* **Study text**:
--- START ---

Root Beer Granita-Vanilla Parfait

  • Active Time 15m
  • Total Time 12h 15m

Serves 10

Here's the recipe, adapted from Butter, Sugar, Flour, Eggs (Clarkson Potter, 1999) by Gale Gand, Rick Tramonto and Julia Moskin: As the cookbook states, "In this elegant dessert rendition of an all-American root beer float, the smooth flavor and texture of vanilla ice cream are a wonderful contrast to the aromatic crunch of granita, a chunkier Italian version of sorbet. The uniquely creamy, spicy flavor of root beer - traditionally a blend of roots and barks that includes sarsaparilla, sassafras, wintergreen, maple, wild cherry and ginger - has been a Gale Gand signature ever since she started making her own batches of the stuff in 1993." At Brasserie T, they serve this parfait with mini Tootsie Rolls on the side for a touch of chocolate and chew.


  • 6 cups (1 1/2 quarts) root beer
  • 1 quart vanilla ice cream
  • 4 elbow straws


The day before you plan to serve, pour 4 cups of the root beer into ice cube trays to a depth of no more than 1/2 inch (keep the remaining root beer refrigerated until ready to serve). Freeze overnight, along with tall, thin glasses or parfait glasses for serving.

--- END ---

* **Records**:
--- START ---

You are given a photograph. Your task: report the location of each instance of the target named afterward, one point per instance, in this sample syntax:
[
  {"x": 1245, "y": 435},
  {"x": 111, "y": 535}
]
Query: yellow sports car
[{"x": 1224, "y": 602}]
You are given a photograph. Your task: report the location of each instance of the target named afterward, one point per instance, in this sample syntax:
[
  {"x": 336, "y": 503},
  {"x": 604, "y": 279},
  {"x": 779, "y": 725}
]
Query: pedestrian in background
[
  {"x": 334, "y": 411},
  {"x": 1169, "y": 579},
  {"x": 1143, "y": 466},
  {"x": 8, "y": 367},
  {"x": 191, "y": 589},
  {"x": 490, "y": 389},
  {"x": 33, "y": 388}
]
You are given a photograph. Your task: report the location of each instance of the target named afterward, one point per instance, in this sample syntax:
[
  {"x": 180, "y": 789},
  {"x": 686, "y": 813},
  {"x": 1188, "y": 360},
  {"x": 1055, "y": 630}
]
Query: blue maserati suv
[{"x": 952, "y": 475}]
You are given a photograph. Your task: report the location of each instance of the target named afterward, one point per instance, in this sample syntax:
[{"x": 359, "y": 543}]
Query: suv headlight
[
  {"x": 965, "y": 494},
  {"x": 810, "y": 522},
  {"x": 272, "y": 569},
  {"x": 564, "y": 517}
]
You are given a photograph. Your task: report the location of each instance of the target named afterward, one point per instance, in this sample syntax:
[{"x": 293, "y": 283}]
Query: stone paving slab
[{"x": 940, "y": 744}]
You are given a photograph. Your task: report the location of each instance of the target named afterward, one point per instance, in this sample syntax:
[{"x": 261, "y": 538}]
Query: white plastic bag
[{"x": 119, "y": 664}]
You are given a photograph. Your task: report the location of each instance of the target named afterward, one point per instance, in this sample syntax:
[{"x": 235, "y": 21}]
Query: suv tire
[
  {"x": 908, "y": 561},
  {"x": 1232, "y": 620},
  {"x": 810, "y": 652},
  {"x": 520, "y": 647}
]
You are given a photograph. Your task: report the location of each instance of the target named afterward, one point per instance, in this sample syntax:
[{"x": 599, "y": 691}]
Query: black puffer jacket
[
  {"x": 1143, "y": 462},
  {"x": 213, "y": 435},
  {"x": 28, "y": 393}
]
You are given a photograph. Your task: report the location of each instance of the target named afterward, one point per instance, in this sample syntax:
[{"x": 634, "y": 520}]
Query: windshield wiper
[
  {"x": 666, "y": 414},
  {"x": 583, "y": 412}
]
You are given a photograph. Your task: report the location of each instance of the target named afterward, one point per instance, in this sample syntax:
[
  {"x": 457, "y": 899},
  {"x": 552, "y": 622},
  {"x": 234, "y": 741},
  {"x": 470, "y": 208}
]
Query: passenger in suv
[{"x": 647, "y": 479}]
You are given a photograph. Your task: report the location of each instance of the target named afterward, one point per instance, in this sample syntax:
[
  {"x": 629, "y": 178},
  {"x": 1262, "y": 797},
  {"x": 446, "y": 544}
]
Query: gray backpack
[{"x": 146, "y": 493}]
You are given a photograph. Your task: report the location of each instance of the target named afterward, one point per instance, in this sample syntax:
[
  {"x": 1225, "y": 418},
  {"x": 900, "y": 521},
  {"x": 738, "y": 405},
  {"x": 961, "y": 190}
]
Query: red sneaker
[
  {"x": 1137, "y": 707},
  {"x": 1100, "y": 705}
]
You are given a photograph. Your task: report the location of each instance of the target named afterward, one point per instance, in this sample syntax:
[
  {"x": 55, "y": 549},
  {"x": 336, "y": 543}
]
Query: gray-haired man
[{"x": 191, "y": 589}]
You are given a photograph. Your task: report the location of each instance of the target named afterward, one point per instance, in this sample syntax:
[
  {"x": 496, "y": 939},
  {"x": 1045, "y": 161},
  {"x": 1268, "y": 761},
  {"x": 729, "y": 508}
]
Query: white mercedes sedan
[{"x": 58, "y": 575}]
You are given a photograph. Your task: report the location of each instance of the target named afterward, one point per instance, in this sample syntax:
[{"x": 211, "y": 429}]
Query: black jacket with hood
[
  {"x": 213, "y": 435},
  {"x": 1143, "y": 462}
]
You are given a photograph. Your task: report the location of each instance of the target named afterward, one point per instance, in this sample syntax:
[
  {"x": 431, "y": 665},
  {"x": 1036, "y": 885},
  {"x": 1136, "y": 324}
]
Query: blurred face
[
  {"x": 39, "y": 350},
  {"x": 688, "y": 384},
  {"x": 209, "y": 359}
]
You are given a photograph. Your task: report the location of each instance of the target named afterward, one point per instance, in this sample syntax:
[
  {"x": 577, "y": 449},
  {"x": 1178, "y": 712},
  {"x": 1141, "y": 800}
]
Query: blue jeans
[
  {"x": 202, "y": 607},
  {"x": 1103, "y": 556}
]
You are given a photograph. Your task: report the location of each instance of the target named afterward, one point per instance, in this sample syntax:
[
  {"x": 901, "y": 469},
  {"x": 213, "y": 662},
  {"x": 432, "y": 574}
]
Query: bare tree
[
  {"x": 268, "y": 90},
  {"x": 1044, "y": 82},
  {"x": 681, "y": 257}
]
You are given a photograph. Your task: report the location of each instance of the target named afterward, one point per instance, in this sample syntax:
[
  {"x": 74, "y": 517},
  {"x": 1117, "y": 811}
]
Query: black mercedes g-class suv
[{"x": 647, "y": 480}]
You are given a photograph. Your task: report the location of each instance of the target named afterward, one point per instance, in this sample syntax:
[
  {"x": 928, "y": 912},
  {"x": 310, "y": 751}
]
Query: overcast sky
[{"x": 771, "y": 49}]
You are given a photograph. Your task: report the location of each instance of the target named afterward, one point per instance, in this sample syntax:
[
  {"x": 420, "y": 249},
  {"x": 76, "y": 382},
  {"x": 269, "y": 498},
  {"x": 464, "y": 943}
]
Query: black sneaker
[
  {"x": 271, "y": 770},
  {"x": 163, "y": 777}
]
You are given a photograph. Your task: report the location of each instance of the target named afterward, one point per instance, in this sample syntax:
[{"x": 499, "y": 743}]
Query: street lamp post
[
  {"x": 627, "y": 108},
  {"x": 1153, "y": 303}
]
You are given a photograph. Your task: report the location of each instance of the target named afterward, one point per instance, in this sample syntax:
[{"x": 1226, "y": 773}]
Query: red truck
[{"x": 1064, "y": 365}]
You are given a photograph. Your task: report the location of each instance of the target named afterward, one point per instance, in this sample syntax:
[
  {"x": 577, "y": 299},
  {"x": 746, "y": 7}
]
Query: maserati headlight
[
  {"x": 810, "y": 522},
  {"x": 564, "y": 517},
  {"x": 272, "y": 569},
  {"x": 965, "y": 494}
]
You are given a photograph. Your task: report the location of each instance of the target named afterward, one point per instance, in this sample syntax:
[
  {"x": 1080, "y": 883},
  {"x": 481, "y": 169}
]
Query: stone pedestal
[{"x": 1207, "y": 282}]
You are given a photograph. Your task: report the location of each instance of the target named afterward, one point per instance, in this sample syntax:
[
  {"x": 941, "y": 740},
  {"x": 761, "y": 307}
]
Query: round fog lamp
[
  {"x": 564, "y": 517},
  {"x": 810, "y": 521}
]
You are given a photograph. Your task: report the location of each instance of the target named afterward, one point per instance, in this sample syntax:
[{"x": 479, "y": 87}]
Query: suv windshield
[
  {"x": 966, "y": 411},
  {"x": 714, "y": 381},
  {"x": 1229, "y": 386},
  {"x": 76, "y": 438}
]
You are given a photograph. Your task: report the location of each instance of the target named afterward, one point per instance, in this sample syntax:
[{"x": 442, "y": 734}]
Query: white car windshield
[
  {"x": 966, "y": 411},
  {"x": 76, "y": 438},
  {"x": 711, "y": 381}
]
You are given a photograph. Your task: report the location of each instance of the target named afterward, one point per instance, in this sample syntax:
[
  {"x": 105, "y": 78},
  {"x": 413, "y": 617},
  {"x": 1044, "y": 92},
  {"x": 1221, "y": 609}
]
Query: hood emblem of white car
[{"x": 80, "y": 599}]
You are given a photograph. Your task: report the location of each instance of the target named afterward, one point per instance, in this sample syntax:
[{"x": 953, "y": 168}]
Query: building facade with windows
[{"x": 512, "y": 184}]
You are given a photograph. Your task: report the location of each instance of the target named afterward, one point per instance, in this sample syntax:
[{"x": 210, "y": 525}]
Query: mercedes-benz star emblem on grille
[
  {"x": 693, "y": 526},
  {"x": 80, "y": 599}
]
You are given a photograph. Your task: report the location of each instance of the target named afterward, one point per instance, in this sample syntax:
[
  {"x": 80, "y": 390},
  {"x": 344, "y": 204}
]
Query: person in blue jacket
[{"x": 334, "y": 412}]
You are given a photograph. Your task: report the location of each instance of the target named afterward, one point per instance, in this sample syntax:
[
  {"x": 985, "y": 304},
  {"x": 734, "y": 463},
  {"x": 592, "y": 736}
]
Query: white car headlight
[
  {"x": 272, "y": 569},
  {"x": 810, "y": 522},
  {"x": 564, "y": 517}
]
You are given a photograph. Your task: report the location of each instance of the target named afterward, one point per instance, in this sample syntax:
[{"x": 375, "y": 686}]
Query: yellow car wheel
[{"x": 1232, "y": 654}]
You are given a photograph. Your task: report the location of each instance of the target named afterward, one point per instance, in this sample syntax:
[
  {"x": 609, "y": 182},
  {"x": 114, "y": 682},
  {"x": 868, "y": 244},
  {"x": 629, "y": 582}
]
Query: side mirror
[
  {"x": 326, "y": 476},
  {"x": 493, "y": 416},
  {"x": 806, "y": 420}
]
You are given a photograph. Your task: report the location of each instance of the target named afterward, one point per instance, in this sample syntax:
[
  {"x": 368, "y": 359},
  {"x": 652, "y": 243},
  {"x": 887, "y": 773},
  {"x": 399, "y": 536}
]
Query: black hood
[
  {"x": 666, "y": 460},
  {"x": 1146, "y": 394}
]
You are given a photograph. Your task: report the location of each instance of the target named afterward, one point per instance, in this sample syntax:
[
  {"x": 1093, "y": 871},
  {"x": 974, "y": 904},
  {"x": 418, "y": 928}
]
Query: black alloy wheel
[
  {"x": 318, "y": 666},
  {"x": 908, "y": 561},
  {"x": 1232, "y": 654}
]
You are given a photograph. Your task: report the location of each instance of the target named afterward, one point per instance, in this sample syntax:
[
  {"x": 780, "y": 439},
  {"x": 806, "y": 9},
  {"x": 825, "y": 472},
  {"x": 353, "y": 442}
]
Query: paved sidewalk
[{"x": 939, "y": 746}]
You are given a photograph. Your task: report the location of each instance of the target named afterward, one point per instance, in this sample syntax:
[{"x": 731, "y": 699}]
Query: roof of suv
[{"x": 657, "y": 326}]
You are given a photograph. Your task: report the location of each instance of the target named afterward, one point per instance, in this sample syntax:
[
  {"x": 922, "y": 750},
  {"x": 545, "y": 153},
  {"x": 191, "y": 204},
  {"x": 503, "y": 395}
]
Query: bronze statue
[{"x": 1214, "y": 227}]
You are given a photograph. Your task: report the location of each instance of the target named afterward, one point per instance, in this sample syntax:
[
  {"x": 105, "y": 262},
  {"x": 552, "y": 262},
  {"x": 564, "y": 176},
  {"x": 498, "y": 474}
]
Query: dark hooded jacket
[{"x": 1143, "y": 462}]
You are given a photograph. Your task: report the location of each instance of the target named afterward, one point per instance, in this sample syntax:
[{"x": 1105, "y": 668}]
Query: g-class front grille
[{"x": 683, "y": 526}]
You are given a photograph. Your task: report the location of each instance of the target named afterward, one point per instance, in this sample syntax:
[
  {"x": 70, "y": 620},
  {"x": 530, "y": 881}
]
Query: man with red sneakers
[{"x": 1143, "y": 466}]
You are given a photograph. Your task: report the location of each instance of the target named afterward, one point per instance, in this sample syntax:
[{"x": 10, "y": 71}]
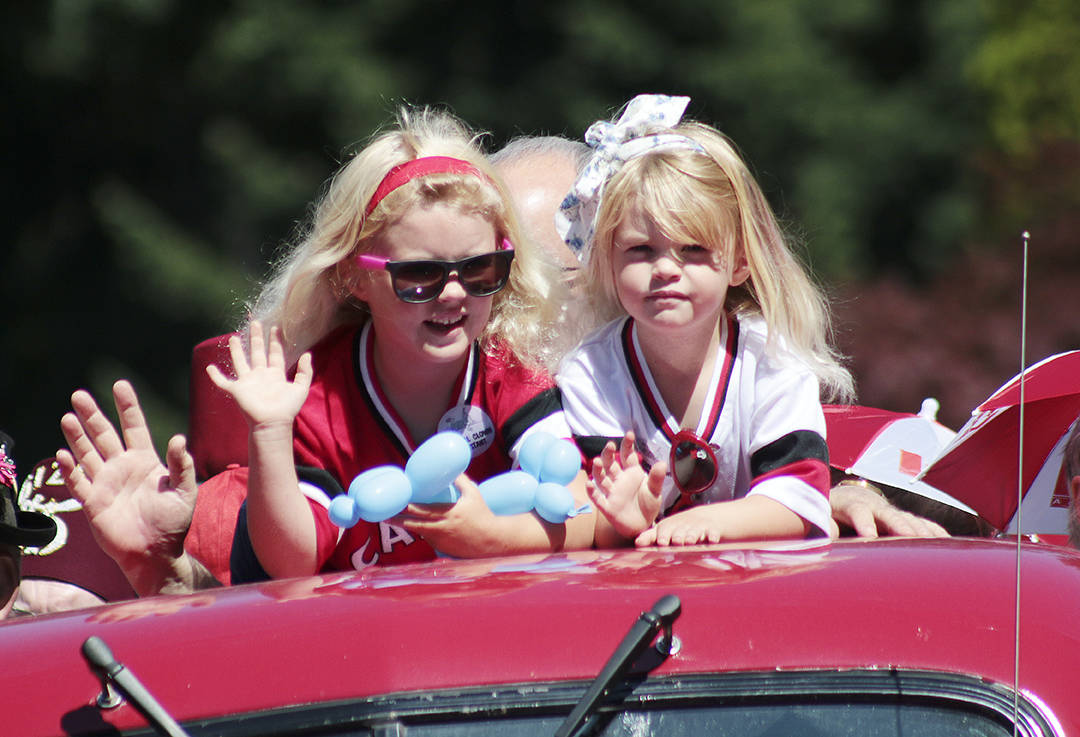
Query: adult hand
[
  {"x": 138, "y": 508},
  {"x": 869, "y": 514}
]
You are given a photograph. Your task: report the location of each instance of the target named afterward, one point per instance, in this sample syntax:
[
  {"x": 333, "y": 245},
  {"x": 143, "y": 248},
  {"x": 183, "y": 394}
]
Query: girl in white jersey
[{"x": 703, "y": 391}]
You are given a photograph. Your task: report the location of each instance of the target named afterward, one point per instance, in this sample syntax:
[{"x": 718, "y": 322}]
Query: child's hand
[
  {"x": 690, "y": 526},
  {"x": 626, "y": 496},
  {"x": 462, "y": 528},
  {"x": 750, "y": 518},
  {"x": 261, "y": 389}
]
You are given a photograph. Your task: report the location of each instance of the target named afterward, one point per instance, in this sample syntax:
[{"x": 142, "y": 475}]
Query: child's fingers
[
  {"x": 275, "y": 353},
  {"x": 240, "y": 363},
  {"x": 655, "y": 482},
  {"x": 626, "y": 453},
  {"x": 219, "y": 379},
  {"x": 607, "y": 455},
  {"x": 258, "y": 346},
  {"x": 95, "y": 425},
  {"x": 132, "y": 420},
  {"x": 73, "y": 474},
  {"x": 181, "y": 466},
  {"x": 304, "y": 372},
  {"x": 647, "y": 538}
]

--- END ---

* **What the task asks**: In the root beer granita recipe, why does Brasserie T put mini Tootsie Rolls on the side of the parfait? Answer in one to three sentences.

* **Answer section**: Brasserie T serves the parfait with mini Tootsie Rolls on the side to add a touch of chocolate and chew.